Given text:

One thing customer service should aim to do is to resolve issues quickly. Customers should not have to wait long periods before they know what the resolution of their problem or concern will be. Waiting can breed impatience, and sometimes anger and resentment.
Nowhere is speed the issue more than in emergencies, especially medical emergencies. Of late, emergency rooms are jammed with people, so hospitals have been trying to figure out how to best expedite their patients’ (customers) wait times. The Battle Creek Enquirer reports the following:
Emergency rooms are getting busier, forcing hospitals to try innovative tactics to cut delays — such as stationing doctors at the front door to get a jump-start on certain patients.
Some are publishing wait times online, via text message and on flashing billboards in an attempt to defer non-emergency situations away from the ER and into urgent care centers.
And in 2012, hospitals are supposed to begin reporting to Medicare how fast their ERs move certain patients through, a first step at increasing quality of care across the board.
Efficiency and new ways of approaching patients are the backbone of the ER’s attempt to speed up their processes. Perhaps one concept that business customer service can take away is good triage: figure out what is wrong, how urgent it is and who can best solve it.
One thing that creates customer resentment is when representatives follow a script that may have nothing to do with what the customer is talking about. The use of scripts is more common with large companies with overseas call centers. Scripts are constraining–they don’t allow the representative to think and provide on the spot solutions. In fact, the Ottawa Citizen reports that more companies are removing scripts:
AmEx and a handful of other companies say they ARE listening. They’re taking call-centre reps off-script and off the clock, giving them scope to solve callers’ concerns. The result, they say, is happier customers and, equally important to the bottom line, happier, more productive employees.
But why would such a business no-brainer take so long? One reason: that shocker of a recession.

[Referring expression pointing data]

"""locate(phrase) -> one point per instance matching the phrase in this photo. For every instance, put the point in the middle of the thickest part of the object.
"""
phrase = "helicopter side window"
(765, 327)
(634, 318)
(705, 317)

Exercise objective:
According to the customer service text, which feelings can waiting breed? List every one it names.

Answer to this task:
Impatience, anger, and resentment.